SUPPLIED RECORDS:
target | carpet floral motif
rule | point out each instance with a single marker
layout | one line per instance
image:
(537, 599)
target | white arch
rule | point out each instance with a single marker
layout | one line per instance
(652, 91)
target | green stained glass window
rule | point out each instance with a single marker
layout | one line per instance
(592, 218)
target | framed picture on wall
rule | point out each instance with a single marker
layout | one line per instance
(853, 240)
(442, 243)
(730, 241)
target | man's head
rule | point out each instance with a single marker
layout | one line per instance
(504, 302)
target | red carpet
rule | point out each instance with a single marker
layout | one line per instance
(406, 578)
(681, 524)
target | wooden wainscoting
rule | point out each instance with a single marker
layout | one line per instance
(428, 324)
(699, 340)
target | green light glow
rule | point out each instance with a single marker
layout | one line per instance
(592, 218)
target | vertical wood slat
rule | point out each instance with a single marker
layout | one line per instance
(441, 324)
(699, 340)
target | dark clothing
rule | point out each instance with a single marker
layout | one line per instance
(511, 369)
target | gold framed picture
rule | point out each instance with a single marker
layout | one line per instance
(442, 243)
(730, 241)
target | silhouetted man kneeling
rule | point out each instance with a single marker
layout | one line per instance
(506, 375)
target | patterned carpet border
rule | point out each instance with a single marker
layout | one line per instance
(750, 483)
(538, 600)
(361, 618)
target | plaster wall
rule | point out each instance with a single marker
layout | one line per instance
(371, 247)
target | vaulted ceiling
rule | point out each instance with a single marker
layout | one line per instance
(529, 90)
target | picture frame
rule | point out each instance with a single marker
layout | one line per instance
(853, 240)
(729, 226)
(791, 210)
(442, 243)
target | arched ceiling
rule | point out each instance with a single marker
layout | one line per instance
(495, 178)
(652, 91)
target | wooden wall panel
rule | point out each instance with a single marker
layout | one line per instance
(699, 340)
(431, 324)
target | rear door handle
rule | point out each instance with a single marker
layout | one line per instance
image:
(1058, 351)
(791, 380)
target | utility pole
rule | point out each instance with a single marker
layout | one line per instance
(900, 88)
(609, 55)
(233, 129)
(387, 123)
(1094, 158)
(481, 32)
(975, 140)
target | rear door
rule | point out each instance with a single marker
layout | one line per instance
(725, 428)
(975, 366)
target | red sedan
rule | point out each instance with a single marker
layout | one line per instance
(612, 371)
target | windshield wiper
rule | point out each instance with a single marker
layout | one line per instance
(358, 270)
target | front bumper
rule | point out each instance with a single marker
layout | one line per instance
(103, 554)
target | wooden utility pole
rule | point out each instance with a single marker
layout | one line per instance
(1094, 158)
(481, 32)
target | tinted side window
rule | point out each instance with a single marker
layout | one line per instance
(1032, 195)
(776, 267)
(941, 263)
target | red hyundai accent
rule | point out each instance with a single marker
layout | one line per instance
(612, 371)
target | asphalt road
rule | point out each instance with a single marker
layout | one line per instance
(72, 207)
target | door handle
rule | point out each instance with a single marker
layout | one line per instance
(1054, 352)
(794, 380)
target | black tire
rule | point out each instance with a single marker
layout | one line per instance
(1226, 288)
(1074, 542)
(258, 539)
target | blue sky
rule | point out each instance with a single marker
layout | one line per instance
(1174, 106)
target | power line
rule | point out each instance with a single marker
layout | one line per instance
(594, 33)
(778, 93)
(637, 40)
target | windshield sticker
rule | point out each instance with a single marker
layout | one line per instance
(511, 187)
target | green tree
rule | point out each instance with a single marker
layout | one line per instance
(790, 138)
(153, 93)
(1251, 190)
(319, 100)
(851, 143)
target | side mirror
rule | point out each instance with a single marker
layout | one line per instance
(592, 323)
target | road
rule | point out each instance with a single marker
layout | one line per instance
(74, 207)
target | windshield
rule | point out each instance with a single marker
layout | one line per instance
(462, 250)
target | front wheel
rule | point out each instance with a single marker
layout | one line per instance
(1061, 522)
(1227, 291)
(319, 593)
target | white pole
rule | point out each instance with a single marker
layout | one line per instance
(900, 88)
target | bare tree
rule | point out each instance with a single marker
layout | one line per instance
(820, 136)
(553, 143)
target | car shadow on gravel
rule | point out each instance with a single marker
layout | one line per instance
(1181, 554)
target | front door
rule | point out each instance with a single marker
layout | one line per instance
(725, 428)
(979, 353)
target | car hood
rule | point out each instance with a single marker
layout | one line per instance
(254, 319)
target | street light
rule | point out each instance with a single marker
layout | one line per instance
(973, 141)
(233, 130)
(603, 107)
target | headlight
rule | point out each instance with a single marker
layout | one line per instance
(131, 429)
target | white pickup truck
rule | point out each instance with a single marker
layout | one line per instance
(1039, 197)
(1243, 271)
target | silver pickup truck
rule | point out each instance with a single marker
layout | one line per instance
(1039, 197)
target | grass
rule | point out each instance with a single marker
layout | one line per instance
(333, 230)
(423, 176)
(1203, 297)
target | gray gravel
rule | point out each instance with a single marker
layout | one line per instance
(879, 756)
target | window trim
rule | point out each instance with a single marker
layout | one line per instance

WHAT IS ASKED: Retype the whole listing above exactly.

ANSWER TO THE EXERCISE:
target | carpet floral motif
rule | point out each instance with a single marker
layout | one line per instance
image:
(537, 599)
target | white arch
rule | point out each instance with a single marker
layout | one line per instance
(652, 91)
target | green stained glass window
rule | point out each instance with a single marker
layout | one line per instance
(592, 218)
target | framed picture on wall
rule | point out each instance with a single marker
layout | one line per instance
(853, 240)
(442, 243)
(730, 241)
target | man's head
rule | point out each instance with a single marker
layout | one line per instance
(504, 302)
target | red carpet
rule | point out each instance with a single marker
layout | one line per instance
(406, 578)
(681, 524)
target | wooden wainscoting
rule | point out each instance with a single marker
layout | one line per instance
(428, 324)
(699, 340)
target | green light glow
rule | point out each instance with a single marker
layout | one line per instance
(592, 218)
target | vertical wood slat
rule | point out each instance with a single marker
layout | one line per instance
(441, 324)
(699, 340)
target | dark clothing
rule | point out each instance with a single marker
layout | one line per instance
(511, 369)
target | gold framed picture
rule | point out each instance with a single marker
layout | one line per instance
(442, 243)
(730, 241)
target | silhouetted man kneeling
rule | point out each instance with a single marker
layout | one line per instance
(506, 375)
target | patterned carpet border
rule | point out each instance with a single marker
layout | one line per instance
(750, 483)
(538, 600)
(361, 618)
target | plaster wall
rule | point out each instance with a single marker
layout | one line per instance
(371, 247)
target | vaulted ceiling
rule | point out each instance with a single marker
layout | one line per instance
(529, 90)
target | picture frame
rule | point out each instance with a single marker
layout | one line per instance
(853, 240)
(729, 226)
(791, 210)
(442, 243)
target | arched ceiling
rule | point out each instance with a single marker
layout | one line per instance
(495, 178)
(652, 91)
target | wooden wall panel
rule | point out each instance with a single marker
layout | one line per instance
(699, 340)
(431, 324)
target | rear door handle
rule | point out each instance with a single marker
layout | one line per instance
image:
(1058, 351)
(791, 380)
target | utility pole
rule | point out each instance with a single marker
layout | one line per instance
(900, 88)
(609, 55)
(233, 129)
(387, 123)
(1094, 158)
(481, 32)
(975, 140)
target | rear door
rule | point out each instance with a single marker
layout | one line per instance
(725, 428)
(975, 366)
target | red sedan
rule | point out each instance with a single marker
layout | one line per instance
(612, 371)
target | windshield wiper
rule | point out each instance with a single marker
layout | one line per instance
(358, 270)
target | front bumper
rule | point out each instance with a single marker
layout | one line per instance
(103, 554)
target | wooden utility pole
rule | point out each instance with a single marker
layout | one line per instance
(1094, 158)
(481, 32)
target | tinted side window
rule | point out each instance with a single marker
layout | one line per instance
(1032, 195)
(776, 267)
(941, 263)
target | red hyundai accent
rule | point out each instance with a single marker
layout | one line per instance
(612, 371)
target | asphalt road
rule | point out each instance with a single marker
layout | one line per instance
(72, 207)
target | door handle
rule | point out each instance with a single marker
layout | one line per instance
(1054, 352)
(794, 380)
target | black tire
rule | point out each instance with a single marker
layout | one line per instance
(1226, 288)
(1074, 542)
(258, 539)
target | blue sky
rule | point out each instance with a single marker
layout | one line per instance
(1174, 106)
target | power line
rule | point out each instance with a single marker
layout | one line per instance
(594, 33)
(778, 93)
(637, 40)
target | windshield sticker
rule | point out each instance with a single marker
layout | one line per instance
(511, 187)
target | green tree
rule | point out each instance with a single marker
layout | one line per instance
(790, 138)
(153, 93)
(1251, 190)
(319, 100)
(851, 143)
target | side mirror
rule | point out each instance with a single marker
layout | one line per instance
(592, 323)
target | road
rule | point out each instance with a single marker
layout | one line per instance
(74, 207)
target | windshield
rule | point out each instance with a single marker
layout | one line per instance
(462, 250)
target | front wheel
rule | point out each instance with a single marker
layout | one line per instance
(1061, 522)
(1227, 291)
(319, 593)
target | white pole
rule | point out each instance with a single marker
layout | one line per instance
(900, 88)
target | bare tree
rule | point out each instance with a single marker
layout | one line per instance
(820, 136)
(553, 143)
target | car shadow on gravel
rule | point out each instance with a single marker
layout | one line per instance
(1181, 554)
target | front door
rule | point out each instance with a single marker
layout | one line per instance
(725, 428)
(979, 353)
target | car hood
rule | point out each instance with a single marker
layout | one line per instance
(254, 319)
target | street light
rule | point out each instance with a single marker
layout | one line per instance
(973, 141)
(233, 130)
(603, 107)
target | headlight
rule | point out each instance with a single marker
layout | one line per instance
(131, 429)
target | white pickup truck
rule | point out each instance with a single marker
layout | one line per instance
(1039, 197)
(1243, 271)
target | silver pickup truck
rule | point out each instance with a single marker
layout | one line per instance
(1039, 197)
target | grass
rule | point out each instance with a single marker
layout | one line per instance
(333, 230)
(423, 176)
(1203, 297)
target | gray gravel
rule | point out each instance with a single marker
layout | one line per instance
(879, 756)
target | window trim
rule | point out each instance with a single marker
layout | one line per instance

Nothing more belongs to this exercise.